Retype the opening lines of the data exactly, stopping after the line that contains "Target: column capital". Skip every picture.
=-=-=-=-=
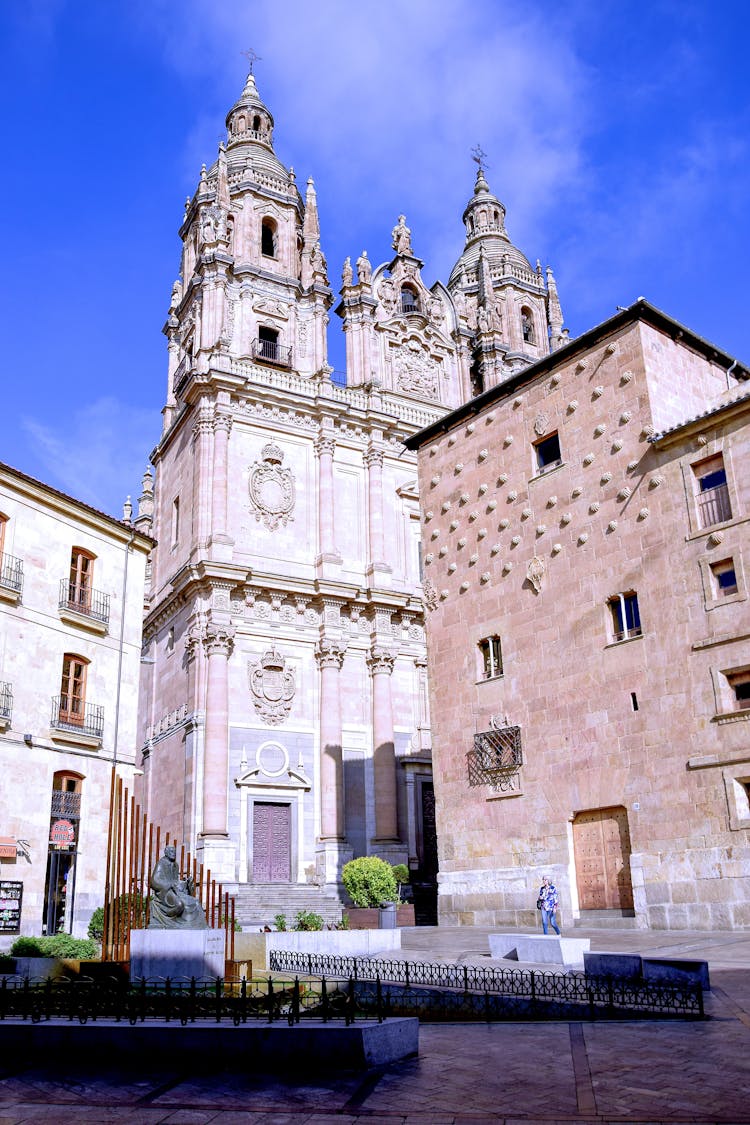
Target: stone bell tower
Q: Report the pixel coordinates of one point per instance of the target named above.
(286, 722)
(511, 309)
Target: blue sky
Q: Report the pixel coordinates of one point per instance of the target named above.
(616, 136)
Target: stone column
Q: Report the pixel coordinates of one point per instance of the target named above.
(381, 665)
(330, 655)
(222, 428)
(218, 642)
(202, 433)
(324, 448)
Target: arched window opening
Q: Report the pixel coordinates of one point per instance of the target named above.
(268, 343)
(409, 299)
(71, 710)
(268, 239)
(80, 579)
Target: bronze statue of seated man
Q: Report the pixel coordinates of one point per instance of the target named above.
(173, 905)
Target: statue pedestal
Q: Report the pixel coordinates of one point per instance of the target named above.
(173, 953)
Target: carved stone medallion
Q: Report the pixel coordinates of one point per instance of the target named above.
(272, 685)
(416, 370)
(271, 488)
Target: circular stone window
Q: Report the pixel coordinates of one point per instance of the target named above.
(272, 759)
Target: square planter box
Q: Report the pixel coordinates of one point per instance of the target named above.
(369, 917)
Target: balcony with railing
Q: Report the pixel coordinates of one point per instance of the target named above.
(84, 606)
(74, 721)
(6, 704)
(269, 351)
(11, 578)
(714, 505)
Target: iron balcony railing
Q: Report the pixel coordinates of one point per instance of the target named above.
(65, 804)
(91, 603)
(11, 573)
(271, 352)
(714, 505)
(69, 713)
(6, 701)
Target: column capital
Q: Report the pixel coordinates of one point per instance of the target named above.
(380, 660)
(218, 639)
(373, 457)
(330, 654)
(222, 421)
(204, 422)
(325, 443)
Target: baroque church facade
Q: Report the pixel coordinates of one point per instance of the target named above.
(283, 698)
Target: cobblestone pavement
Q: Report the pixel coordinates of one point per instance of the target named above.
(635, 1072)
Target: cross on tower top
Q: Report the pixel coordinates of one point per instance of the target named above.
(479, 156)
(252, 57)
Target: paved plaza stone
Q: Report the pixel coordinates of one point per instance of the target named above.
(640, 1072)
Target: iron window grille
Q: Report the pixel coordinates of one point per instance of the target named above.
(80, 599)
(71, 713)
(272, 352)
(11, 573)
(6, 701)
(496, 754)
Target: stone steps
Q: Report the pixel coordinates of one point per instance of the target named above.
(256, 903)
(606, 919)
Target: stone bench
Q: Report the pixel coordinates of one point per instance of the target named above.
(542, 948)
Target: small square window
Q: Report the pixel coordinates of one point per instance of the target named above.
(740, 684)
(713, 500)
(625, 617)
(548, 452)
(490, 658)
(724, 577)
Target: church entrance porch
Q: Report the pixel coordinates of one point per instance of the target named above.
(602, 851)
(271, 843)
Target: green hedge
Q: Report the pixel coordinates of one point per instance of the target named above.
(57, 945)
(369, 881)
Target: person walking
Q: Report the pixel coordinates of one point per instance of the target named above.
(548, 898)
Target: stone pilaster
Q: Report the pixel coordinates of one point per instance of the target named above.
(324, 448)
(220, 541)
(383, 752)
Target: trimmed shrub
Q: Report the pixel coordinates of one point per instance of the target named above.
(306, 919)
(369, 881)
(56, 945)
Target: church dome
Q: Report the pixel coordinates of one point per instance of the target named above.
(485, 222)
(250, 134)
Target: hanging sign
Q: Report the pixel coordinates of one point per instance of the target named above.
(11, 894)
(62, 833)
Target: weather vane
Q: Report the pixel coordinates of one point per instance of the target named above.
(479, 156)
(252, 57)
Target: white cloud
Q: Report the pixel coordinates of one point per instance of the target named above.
=-=-=-=-=
§ EXPECTED ANSWER:
Target: stone bell tower
Q: Report the pixel coordinates of one point per instance of the target named above.
(286, 722)
(511, 309)
Target: blue sky
Q: Report the pixel coordinates of one point per instance of the target named above.
(616, 136)
Target: stone column
Q: Report the pixel coordinates of one point per instance of the target named above.
(381, 665)
(330, 655)
(222, 428)
(218, 642)
(202, 433)
(324, 448)
Target: arched window opening
Q: Report the pixel coordinates of one point per instance of the target named above.
(268, 343)
(409, 299)
(71, 710)
(268, 239)
(80, 579)
Target: bronze statue of seated man
Q: Report the pixel coordinates of one point per instance of the target named above.
(173, 905)
Target: statue pedestal
Q: Report the pixel coordinates of one point per instance of the target named above.
(173, 953)
Target: carved stone medallion
Q: Report the pixel coordinates of one point per instance of the target named above.
(272, 685)
(416, 370)
(271, 488)
Target: circular stone window
Q: Report the pixel coordinates of one point per instance of the target named above.
(272, 759)
Target: square planter box
Q: Report the pixel coordinates of one point per instance of the target named above.
(369, 917)
Target: balcony with railing
Q: Report the pixel coordinates of one point per instance of the target named above.
(84, 606)
(74, 721)
(6, 704)
(269, 351)
(11, 578)
(714, 505)
Target: iron balcony railing
Q: Report the pixel coordinates of one point per instance of the target named above.
(65, 804)
(91, 603)
(11, 573)
(271, 352)
(714, 505)
(69, 713)
(6, 701)
Target: column capital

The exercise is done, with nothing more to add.